─── Document passage

Komodor, an Israeli startup offering troubleshooting for automation software Kubernetes, has raised $21 million in funding as it emerges from stealth.
The startup provides a platform companies using Kubernetes, promising smoother troubleshooting.
Kubernetes is the popular open-source container orchestration software originally designed and promoted by Google, but now managed by the Cloud Native Computing Foundation. In 2017, 54% of Fortune 100 companies were estimated to be using the software. Although widely adopted, Kubernetes is famously complex, and issues can be complicated to fix, according to Komodor CEO Ben Ofiri.
“Up until recently R&D in companies used to be one big piece of code, a monolith, which meant in to change it you had to release a new version every time,” Ofiri said. “Kubernetes helps dev-ops maintain various micro-services which are easier to manage, but if the system goes down you need to be an expert to solve the problem. Komodor solves the issue by constantly fetching data so we can locate precisely what the problem is to reduce troubleshooting times.”

──────

_What the task asks_.
Write the next few sentences of the Komodor funding article, starting after Ofiri's closing quote.

─── Material supplied

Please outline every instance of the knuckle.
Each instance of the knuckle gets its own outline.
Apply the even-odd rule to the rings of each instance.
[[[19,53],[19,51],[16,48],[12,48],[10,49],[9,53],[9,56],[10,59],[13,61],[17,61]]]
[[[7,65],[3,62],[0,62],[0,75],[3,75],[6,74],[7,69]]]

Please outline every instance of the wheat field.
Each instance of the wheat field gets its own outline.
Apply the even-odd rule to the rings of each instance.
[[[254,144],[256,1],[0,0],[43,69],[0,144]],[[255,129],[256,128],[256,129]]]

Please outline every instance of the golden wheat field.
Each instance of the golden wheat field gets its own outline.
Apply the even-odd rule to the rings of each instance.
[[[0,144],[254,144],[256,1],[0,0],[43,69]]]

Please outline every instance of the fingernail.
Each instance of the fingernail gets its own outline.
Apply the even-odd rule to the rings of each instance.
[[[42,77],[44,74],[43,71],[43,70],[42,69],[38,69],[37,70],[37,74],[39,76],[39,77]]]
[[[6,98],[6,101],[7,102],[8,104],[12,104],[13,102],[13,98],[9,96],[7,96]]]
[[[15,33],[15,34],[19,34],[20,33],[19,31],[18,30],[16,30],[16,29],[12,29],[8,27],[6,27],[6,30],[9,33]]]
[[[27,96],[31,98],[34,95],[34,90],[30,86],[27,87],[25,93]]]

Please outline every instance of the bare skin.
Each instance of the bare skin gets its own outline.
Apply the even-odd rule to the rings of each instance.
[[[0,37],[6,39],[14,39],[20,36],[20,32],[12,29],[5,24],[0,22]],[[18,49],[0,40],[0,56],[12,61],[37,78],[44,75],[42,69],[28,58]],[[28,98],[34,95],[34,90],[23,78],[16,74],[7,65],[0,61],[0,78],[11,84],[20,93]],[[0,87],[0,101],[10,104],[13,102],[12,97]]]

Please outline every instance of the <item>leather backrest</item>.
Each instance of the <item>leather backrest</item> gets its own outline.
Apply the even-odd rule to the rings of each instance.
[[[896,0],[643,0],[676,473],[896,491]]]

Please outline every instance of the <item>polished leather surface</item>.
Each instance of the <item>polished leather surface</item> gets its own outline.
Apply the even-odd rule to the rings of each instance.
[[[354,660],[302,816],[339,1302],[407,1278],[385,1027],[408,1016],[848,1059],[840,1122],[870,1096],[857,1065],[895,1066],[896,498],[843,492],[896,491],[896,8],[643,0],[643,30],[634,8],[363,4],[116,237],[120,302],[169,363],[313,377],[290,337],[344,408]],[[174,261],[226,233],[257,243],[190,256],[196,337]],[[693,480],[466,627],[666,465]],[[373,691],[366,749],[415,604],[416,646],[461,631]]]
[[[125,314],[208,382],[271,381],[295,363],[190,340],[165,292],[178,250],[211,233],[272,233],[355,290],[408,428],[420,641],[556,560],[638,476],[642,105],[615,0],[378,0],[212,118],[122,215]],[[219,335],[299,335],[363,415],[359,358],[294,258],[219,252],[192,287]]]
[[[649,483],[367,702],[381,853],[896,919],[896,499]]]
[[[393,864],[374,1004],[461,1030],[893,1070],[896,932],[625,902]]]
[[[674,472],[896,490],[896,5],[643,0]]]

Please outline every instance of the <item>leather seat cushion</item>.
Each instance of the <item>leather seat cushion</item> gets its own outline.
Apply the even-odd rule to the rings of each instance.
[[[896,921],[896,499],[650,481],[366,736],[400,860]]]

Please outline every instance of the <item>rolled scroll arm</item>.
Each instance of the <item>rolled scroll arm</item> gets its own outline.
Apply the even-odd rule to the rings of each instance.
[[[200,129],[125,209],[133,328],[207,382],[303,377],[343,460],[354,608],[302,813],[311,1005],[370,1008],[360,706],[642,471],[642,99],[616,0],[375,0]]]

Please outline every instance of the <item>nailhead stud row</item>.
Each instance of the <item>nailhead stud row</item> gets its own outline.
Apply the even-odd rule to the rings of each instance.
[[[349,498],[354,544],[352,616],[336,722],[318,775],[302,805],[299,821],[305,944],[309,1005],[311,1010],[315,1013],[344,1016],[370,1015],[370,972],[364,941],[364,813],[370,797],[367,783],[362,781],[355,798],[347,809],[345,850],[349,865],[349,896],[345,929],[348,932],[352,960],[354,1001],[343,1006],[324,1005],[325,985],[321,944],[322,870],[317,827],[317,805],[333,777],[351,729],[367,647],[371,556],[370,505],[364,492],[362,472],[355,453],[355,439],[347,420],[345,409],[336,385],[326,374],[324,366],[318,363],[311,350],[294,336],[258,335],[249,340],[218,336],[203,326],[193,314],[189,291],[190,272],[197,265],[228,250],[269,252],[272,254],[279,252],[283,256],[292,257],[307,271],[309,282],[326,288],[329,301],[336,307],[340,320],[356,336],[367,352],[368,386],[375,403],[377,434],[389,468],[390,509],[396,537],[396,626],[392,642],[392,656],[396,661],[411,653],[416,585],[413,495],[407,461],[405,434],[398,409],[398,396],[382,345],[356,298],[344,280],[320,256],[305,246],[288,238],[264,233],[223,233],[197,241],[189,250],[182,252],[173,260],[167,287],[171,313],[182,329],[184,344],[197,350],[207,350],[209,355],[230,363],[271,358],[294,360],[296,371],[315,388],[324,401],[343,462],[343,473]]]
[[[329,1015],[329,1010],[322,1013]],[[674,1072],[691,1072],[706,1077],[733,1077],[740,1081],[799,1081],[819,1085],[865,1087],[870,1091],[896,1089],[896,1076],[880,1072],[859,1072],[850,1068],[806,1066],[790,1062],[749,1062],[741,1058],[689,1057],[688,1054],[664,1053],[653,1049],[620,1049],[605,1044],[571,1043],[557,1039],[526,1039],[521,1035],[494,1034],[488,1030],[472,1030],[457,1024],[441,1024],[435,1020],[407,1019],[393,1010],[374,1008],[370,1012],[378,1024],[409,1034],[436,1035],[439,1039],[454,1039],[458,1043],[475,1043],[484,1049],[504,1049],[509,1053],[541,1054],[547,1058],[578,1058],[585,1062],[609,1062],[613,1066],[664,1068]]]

──────

_Output for this task_.
The company’s Series A was led by Accel as the business comes out of stealth alongside angel investments from GitHub CTO Jason Warner, Atlassian CTO Sri Viswanath, and Synk cofounder Danny Grander. Komodor previously raised $4 million in seed funding from NFX Capital and Pitango Venture Capital.
Funding will go towards tripling the company’s current 15 staff count and developing new products.
“Kubernetes is a trend we have been following for a while and it’s becoming uncommon to hear of companies not using it,” Seth Pierrepoint, partner at Accel, told Insider. “Software engineers using the system don’t have the skill set to do the detective work when things go wrong but Komodor abstracts away a lot of that complexity.”